• **Written problem 1**:
Reproduce the part of the ASVS validation requirements below that opens with the words containing "role: Literal['user', 'admin', 'moderator']" and closes with "storing or displaying.", substituting "editor" for "moderator".

# OWASP ASVS v4.0 - Chapter 5: Validation, Sanitization and Encoding
requirements:
- id: "5.1.1"
level: 1
category: "Input Validation"
requirement: "Verify that the application has defenses against HTTP parameter pollution attacks, particularly if the application framework makes no distinction about the source of request parameters (GET, POST, cookies, headers, or environment variables)."
cwe: "CWE-235"
description: |
HTTP Parameter Pollution occurs when an attacker sends multiple parameters
with the same name, potentially bypassing security controls.
implementation_guide: |
- Use framework functions that handle parameter sources properly
- Validate that parameters appear only once
- Be explicit about which parameter source to use (query vs body)
- Don't mix parameter sources without validation
code_examples:
- |
# Python Flask - Be explicit about parameter source
@app.route('/user')
def get_user():
# GOOD - Explicit about source
user_id = request.args.get('id') # Only from query string
# BAD - Ambiguous
# user_id = request.values.get('id') # Could be from multiple sources
- id: "5.1.3"
level: 1
category: "Input Validation"
requirement: "Verify that all input (HTML form fields, REST requests, URL parameters, HTTP headers, cookies, batch files, RSS feeds, etc) is validated using positive validation (allow lists)."
cwe: "CWE-20"
description: |
Use allowlists (positive validation) rather than denylists.
Specify what IS allowed rather than what isn't.
implementation_guide: |
- Define expected input format explicitly
- Validate against allowed patterns, types, ranges
- Reject anything that doesn't match expected format
- Use strong typing where possible
- Validate data types, formats, ranges, and lengths
code_examples:
- |
# Python with Pydantic (strong typing and validation)
from pydantic import BaseModel, Field, validator
from typing import Literal
class UserInput(BaseModel):
username: str = Field(..., min_length=3, max_length=20, pattern=r'^[a-zA-Z0-9_]+$')
email: str = Field(..., pattern=r'^[a-zA-Z0-9._%+-]+@[a-zA-Z0-9.-]+\.[a-zA-Z]{2,}$')
age: int = Field(..., ge=0, le=150)
role: Literal['user', 'admin', 'moderator']
@validator('username')
def username_no_special_chars(cls, v):
if not v.isalnum() and '_' not in v:
raise ValueError('Username must be alphanumeric')
return v
- id: "5.2.1"
level: 1
category: "Sanitization and Sandboxing"
requirement: "Verify that all untrusted HTML input from WYSIWYG editors or similar is properly sanitized with an HTML sanitizer library or framework feature."
cwe: "CWE-116"
description: |
Rich text editors can contain malicious HTML/JavaScript.
Sanitize HTML on the server side before storing or displaying.
implementation_guide: |
- Use established HTML sanitization libraries (DOMPurify, Bleach)
- Never trust client-side sanitization alone
- Define allowed HTML tags and attributes
- Remove all JavaScript event handlers
- Strip dangerous tags (script, iframe, object)

• **Task inputs**:
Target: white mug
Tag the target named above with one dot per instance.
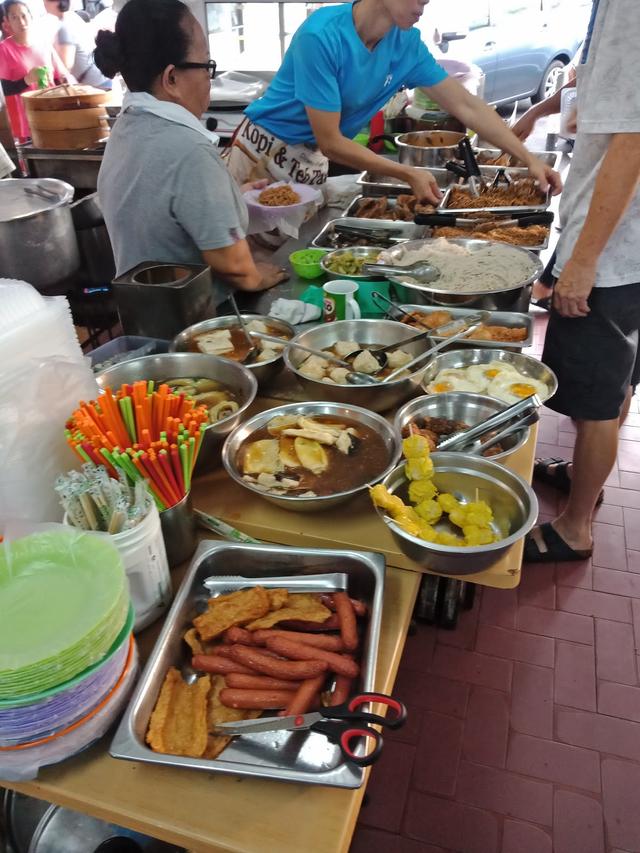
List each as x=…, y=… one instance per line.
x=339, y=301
==
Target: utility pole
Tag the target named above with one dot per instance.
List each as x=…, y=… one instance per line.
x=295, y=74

• **Written problem 2**:
Repeat the lines of the listing above from the line containing "Target: white mug" through the line containing "x=339, y=301", both included, and leave the pictures out.

• **Written solution 1**:
role: Literal['user', 'admin', 'editor']
@validator('username')
def username_no_special_chars(cls, v):
if not v.isalnum() and '_' not in v:
raise ValueError('Username must be alphanumeric')
return v
- id: "5.2.1"
level: 1
category: "Sanitization and Sandboxing"
requirement: "Verify that all untrusted HTML input from WYSIWYG editors or similar is properly sanitized with an HTML sanitizer library or framework feature."
cwe: "CWE-116"
description: |
Rich text editors can contain malicious HTML/JavaScript.
Sanitize HTML on the server side before storing or displaying.

• **Written solution 2**:
Target: white mug
Tag the target named above with one dot per instance.
List each as x=…, y=… one instance per line.
x=339, y=301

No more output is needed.